- _WHAT YOU WILL DO_
Return each of the entries below verbatim, line for line, with nothing altered or left out.
··· EXTRACTED RECORDS ···
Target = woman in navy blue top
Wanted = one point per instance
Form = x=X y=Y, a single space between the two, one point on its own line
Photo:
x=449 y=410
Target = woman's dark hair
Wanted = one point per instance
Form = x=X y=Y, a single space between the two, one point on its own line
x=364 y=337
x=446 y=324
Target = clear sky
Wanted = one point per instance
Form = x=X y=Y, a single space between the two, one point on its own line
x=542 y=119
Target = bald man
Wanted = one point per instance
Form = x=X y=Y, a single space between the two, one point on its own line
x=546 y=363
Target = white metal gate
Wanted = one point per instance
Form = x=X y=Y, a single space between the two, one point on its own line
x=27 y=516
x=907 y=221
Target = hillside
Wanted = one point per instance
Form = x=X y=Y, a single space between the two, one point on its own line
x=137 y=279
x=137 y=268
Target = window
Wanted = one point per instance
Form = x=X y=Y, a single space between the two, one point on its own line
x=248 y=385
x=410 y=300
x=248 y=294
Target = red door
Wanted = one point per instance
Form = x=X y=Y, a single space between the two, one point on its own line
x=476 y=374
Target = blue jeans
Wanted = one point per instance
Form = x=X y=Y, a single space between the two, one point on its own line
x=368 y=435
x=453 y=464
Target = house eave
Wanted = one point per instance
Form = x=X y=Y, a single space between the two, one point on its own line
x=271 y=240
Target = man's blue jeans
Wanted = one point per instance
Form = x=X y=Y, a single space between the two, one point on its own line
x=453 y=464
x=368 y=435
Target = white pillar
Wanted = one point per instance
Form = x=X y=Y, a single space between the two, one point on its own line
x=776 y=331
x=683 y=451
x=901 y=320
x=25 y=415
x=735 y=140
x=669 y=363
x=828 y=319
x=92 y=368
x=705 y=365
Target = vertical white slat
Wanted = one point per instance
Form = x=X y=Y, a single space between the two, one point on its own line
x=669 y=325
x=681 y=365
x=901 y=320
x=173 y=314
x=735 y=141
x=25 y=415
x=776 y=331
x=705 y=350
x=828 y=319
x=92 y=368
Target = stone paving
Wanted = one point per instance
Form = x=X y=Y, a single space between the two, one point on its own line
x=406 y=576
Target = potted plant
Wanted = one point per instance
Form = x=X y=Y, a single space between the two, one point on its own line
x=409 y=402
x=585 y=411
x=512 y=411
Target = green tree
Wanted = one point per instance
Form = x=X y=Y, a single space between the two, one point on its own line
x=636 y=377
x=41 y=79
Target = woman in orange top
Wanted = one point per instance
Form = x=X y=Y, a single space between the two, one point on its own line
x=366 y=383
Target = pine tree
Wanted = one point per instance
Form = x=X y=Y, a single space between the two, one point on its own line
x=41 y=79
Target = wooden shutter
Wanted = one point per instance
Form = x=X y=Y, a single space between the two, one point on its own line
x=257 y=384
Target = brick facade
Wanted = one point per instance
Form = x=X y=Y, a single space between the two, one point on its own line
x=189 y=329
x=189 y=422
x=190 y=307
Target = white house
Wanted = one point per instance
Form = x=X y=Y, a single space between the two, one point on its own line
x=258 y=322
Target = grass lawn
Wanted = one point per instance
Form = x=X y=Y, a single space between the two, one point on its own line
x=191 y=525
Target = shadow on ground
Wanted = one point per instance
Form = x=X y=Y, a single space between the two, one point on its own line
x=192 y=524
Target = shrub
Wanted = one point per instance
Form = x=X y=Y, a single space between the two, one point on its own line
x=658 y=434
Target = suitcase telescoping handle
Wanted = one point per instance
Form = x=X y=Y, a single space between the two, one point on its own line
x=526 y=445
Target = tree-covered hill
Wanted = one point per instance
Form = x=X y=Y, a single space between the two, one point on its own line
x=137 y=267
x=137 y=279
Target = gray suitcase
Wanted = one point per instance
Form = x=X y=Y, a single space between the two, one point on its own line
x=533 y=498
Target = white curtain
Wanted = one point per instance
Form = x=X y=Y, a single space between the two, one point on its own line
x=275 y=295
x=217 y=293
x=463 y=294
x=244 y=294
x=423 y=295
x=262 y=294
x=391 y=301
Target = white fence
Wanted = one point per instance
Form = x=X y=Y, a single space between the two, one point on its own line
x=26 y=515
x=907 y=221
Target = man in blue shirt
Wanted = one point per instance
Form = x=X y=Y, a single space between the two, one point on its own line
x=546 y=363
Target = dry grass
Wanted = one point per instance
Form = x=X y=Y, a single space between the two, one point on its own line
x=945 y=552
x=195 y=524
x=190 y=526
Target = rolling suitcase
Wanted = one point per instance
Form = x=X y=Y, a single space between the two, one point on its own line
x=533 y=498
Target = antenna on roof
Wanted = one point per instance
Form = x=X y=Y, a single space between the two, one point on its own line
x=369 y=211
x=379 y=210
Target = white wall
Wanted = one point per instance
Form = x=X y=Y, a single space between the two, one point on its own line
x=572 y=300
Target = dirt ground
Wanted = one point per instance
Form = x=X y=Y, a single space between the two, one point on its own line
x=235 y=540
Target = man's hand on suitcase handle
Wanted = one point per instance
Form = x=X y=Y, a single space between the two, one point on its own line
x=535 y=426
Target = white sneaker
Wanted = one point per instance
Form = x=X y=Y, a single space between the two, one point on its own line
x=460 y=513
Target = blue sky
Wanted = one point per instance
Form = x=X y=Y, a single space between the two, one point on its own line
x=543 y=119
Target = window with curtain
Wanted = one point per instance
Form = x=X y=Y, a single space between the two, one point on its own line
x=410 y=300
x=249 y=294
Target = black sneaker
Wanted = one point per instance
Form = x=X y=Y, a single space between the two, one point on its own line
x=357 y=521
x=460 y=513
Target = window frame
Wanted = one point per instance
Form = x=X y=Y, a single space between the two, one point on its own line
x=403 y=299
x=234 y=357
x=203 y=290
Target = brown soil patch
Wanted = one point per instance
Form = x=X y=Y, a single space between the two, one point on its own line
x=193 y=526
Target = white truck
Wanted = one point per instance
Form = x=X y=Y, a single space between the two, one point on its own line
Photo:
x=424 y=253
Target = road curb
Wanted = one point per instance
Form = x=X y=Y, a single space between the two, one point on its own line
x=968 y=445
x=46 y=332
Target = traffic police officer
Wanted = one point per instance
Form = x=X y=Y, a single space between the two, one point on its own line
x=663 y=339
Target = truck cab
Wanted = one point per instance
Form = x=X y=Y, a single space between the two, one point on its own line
···
- _RIGHT ANSWER_
Target = woman in navy blue top
Wanted = one point per instance
Form = x=X y=Y, a single space between the two, one point on its own line
Photo:
x=449 y=410
Target = woman's dark hair
Wanted = one point per instance
Form = x=X y=Y, a single space between the two, one point on its own line
x=364 y=337
x=446 y=324
Target = clear sky
Wanted = one point per instance
Form = x=X y=Y, a single space between the two, one point on its own line
x=542 y=119
Target = bald man
Wanted = one point per instance
Form = x=X y=Y, a single space between the two, one point on its own line
x=546 y=363
Target = white metal gate
Wanted = one point per instance
Form = x=X y=Y, a single space between the two, one point on its own line
x=27 y=516
x=907 y=221
Target = hillside
Wanted = one point per instance
Form = x=X y=Y, a single space between the two, one point on its own line
x=137 y=279
x=137 y=268
Target = window
Wanted = one point per instance
Form = x=X y=Y, a single space between the two, one point on its own line
x=248 y=385
x=410 y=300
x=248 y=294
Target = red door
Wanted = one point per instance
Form = x=X y=Y, a single space between the two, one point on its own line
x=476 y=374
Target = blue jeans
Wanted = one point per instance
Form = x=X y=Y, a single space between the two, one point on its own line
x=368 y=435
x=453 y=464
Target = house eave
Wanted = one point per instance
Form = x=X y=Y, a single space between the two, one point on its own line
x=271 y=240
Target = man's blue jeans
Wanted = one point per instance
Form = x=X y=Y, a single space between the two, one point on its own line
x=453 y=464
x=368 y=435
Target = white pillar
Wanted = one point per instance
Form = x=X y=Y, a single space between the two, one point on its own line
x=776 y=331
x=683 y=451
x=901 y=320
x=25 y=415
x=735 y=140
x=669 y=363
x=828 y=319
x=92 y=368
x=705 y=365
Target = vertical white slat
Wanted = one point per instance
Form = x=X y=Y, a single space between the two, one point on its own line
x=669 y=325
x=681 y=365
x=901 y=320
x=173 y=314
x=735 y=141
x=25 y=415
x=776 y=331
x=705 y=350
x=828 y=319
x=92 y=368
Target = stone paving
Wanted = one point per instance
Form = x=X y=Y, a single space between the two, one point on its own line
x=406 y=576
Target = potted plant
Wanted = one point per instance
Form = x=X y=Y, a single space between the two, one point on its own line
x=409 y=402
x=585 y=411
x=512 y=411
Target = green tree
Wanted = one point per instance
Form = x=X y=Y, a single space between the two, one point on its own line
x=636 y=377
x=41 y=79
Target = woman in orange top
Wanted = one point per instance
Form = x=X y=Y, a single space between the two, one point on its own line
x=366 y=383
Target = pine tree
Wanted = one point per instance
Form = x=X y=Y, a single space between the two, one point on its own line
x=41 y=79
Target = wooden shutter
Wanted = one point per instance
Form = x=X y=Y, a single space between the two, one point on its own line
x=257 y=384
Target = brick facade
Wanted = one point per instance
Form = x=X y=Y, a single space between the two, one point on its own line
x=189 y=329
x=189 y=422
x=190 y=307
Target = white house
Wanted = one point per instance
Form = x=X y=Y, a single space between the two, one point on its own line
x=258 y=322
Target = grass lawn
Wanted = one point per instance
Form = x=X y=Y, a single space between the two, one point on its own line
x=191 y=525
Target = shadow on ground
Wanted = one point per instance
Form = x=X y=Y, a single space between the two, one point on its own line
x=192 y=524
Target = shrub
Wanted = one point per instance
Form = x=X y=Y, a single space between the two, one point on its own line
x=658 y=434
Target = suitcase telescoping handle
Wanted = one point per instance
Form = x=X y=Y, a single space between the two, one point on its own line
x=526 y=445
Target = tree-covered hill
Wanted = one point per instance
Form = x=X y=Y, a single space between the two, one point on its own line
x=137 y=267
x=137 y=279
Target = gray suitcase
Wanted = one point per instance
Form = x=X y=Y, a single space between the two, one point on its own line
x=533 y=498
Target = white curtain
Wanted = one point per instance
Form = x=X y=Y, a single space between the two, one point on its own line
x=275 y=295
x=217 y=293
x=463 y=294
x=244 y=294
x=423 y=295
x=262 y=294
x=391 y=301
Target = white fence
Wanted = one point per instance
Form = x=X y=Y, a single space between the two, one point on its own line
x=26 y=515
x=907 y=221
Target = man in blue shirt
Wanted = one point per instance
Form = x=X y=Y, a single space between the two, one point on its own line
x=546 y=363
Target = dry grass
Wanted = one point per instance
Form = x=X y=Y, a single space between the two, one point on its own line
x=945 y=552
x=195 y=524
x=190 y=526
Target = rolling suitcase
Wanted = one point per instance
Form = x=X y=Y, a single space between the two, one point on its own line
x=533 y=498
Target = antenna on roof
Wanted = one point per instance
Form = x=X y=Y, a single space between the two, one point on its own line
x=369 y=211
x=379 y=210
Target = white wall
Wanted = one point per instance
Form = x=X y=Y, a single space between the two, one point on its own line
x=572 y=300
Target = dirt ground
Wanted = one point per instance
Form = x=X y=Y, a single space between the two, one point on its own line
x=235 y=540
Target = man's hand on suitcase handle
Wanted = one point per instance
Form = x=X y=Y, a single space between the two, one point on its own line
x=535 y=426
Target = white sneaker
Wanted = one point per instance
Form = x=X y=Y, a single space between the two, one point on its own line
x=460 y=513
Target = blue sky
Wanted = one point per instance
Form = x=X y=Y, a single space between the two, one point on its own line
x=543 y=119
Target = window with curtain
Wanted = one point per instance
Form = x=X y=Y, a single space between the two, one point on its own line
x=410 y=300
x=249 y=294
Target = black sneaker
Wanted = one point per instance
Form = x=X y=Y, a single space between the two, one point on its own line
x=357 y=521
x=460 y=513
Target = window frame
Wanted = one point per instance
Form = x=X y=Y, a single space between the two, one point on its own line
x=403 y=299
x=234 y=357
x=203 y=290
Target = brown soil patch
Wanted = one point per instance
Form = x=X y=Y, a single space between the two, one point on its own line
x=193 y=526
Target = white truck
Wanted = one point per instance
Form = x=X y=Y, a single space between the two, one point on its own line
Photo:
x=424 y=253
Target = road curb
Wanted = one point per instance
Form = x=X y=Y, a single space between the two, one point on its own line
x=968 y=445
x=46 y=332
Target = traffic police officer
Wanted = one point per instance
Form = x=X y=Y, a single space between the two, one point on its own line
x=663 y=339
Target = truck cab
Wanted = one point per instance
Form = x=X y=Y, a single space between the two, one point on its own line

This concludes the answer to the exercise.